** start INFORMATION SHOWN **

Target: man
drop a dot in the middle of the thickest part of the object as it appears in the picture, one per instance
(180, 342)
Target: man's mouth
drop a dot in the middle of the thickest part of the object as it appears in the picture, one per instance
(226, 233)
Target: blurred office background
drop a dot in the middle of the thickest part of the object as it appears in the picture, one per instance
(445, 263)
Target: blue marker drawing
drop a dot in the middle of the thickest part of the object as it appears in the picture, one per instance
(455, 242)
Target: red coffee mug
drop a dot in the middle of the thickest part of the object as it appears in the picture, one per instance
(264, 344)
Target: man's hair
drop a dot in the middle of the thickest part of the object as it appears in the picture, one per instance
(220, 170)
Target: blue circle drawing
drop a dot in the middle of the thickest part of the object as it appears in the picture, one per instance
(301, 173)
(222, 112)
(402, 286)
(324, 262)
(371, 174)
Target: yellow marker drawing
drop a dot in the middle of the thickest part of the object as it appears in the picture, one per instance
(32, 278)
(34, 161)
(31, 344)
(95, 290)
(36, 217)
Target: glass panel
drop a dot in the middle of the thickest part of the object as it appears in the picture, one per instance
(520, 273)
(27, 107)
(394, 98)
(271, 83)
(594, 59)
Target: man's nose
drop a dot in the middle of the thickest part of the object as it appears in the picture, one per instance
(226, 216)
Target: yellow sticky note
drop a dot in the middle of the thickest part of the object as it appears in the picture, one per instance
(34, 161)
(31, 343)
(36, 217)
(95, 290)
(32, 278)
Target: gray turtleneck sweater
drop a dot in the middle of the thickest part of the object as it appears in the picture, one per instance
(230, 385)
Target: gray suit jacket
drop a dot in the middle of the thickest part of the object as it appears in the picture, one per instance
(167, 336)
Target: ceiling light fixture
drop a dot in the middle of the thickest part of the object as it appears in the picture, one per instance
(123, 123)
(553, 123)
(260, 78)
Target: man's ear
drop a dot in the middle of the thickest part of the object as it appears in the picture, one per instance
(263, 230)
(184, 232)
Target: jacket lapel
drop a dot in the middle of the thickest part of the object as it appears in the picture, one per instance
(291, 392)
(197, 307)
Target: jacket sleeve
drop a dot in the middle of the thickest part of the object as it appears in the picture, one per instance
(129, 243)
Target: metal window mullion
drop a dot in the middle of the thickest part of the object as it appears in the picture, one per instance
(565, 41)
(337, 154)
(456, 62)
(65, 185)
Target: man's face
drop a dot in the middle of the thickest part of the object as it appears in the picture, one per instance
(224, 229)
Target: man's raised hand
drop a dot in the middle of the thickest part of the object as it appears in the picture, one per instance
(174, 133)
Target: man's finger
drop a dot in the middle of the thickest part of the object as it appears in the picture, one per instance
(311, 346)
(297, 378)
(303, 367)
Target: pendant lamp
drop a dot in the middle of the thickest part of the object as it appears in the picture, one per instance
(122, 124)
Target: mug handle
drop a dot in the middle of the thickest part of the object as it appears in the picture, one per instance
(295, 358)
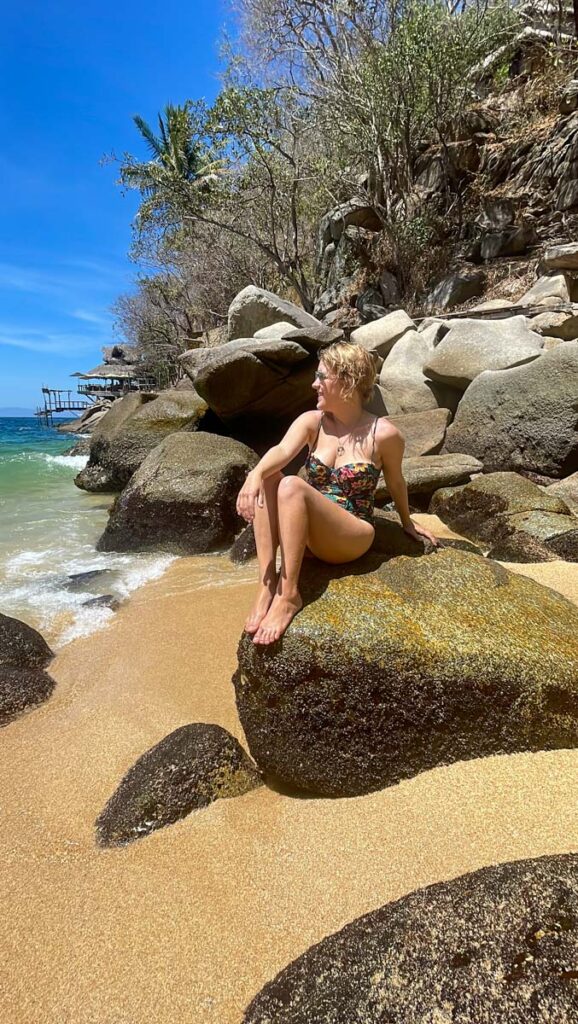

** end INFORMATION SHOWN **

Return every entry above word for word, leaving out the picture.

#### WRITTEN RESPONSE
Target: man
drop a dot in the middle of the thickest part of the object as it appears in the picture, one per instance
(180, 342)
Target: man's mouth
drop a dot in the middle of the thickest part of the object as it appears in the picture, one per instance
(226, 233)
Target: blurred office background
drop a dot in the middle of the thickest part of the object as it appears in the picture, one per instance
(445, 263)
Target: blue marker drawing
drop a dot in the middle of the thickest part of the object as it appears in the picture, one per instance
(455, 242)
Target: red coffee mug
drop a dot in the middle of the thickest part of the object as it appears in the picture, one per instance
(264, 344)
Target: man's hair
drop a dot in the middle of the thickest part of the object as it appears in the picture, one per instance
(220, 170)
Target: blue circle drawing
drop a dot in the middle of the thickest part of the object as it appears in the picture, one per instance
(301, 173)
(222, 112)
(402, 286)
(324, 262)
(371, 174)
Target: yellow marker drawing
drop a dot in the middle of the thickest part of the object as it appears in the picture, one per instance
(32, 278)
(34, 161)
(31, 344)
(95, 290)
(36, 217)
Target: glass panel
drop a dot in the middle of the thickest part of the object as it appears in the picture, one per instance
(520, 273)
(27, 107)
(394, 98)
(271, 83)
(594, 59)
Target: man's nose
drop a dot in the middle of the thickest part of the object as it appears in the picture, one per instance
(226, 216)
Target: yellow sticky note
drop a dot in the middle of the thickest part of the object as it appears in the picture, one per instance
(34, 161)
(31, 343)
(36, 217)
(95, 290)
(32, 278)
Target: gray turtleneck sweater
drop a dot in the middle of the thickest part of the object as it appears in the picture, one per instance
(230, 385)
Target: gray suit jacket
drop a dot in the middle of the thickest part of the object as it appears in the picture, one per instance
(167, 336)
Target: ceiling light fixture
drop a dot in the middle of the thickest part of the object as it appears in the picture, one per instance
(123, 123)
(553, 123)
(260, 78)
Target: man's ear
drop a dot in the middle of the thickest part of the object as it appears in the picture, one per instance
(263, 230)
(184, 232)
Target: jacket lapel
drop a dot in the middle of the thickest part of the object as it appears in the picture, one per instance
(291, 392)
(197, 307)
Target: jacket sleeve
drop a dot in the middle of the thickest part of the object as it appears in the picture, one per instance
(129, 243)
Target: metal window mullion
drop a dot in the middle of the thickest part of the object as it appears in the picture, one per instance
(565, 41)
(337, 154)
(456, 62)
(65, 185)
Target: man's face
drop a dot in the middle of the thickest part of the object as it appears in the picture, one per instance
(224, 229)
Target: man's raised hand
drop a dot in the middle of the thickest part of the object as it appears in the picture, one per instance
(174, 133)
Target: man's finger
drop a dot in the middle of the thickest part of the object as it appears in the picture, one per instance
(311, 346)
(297, 378)
(303, 367)
Target: pendant lamp
drop a dot in the middle of the thickest part of the object as it appears in the picture, one per instance
(122, 124)
Target: mug handle
drop a dot in the middle of the thickest part of the object as it appears in the picture, one per instance
(295, 358)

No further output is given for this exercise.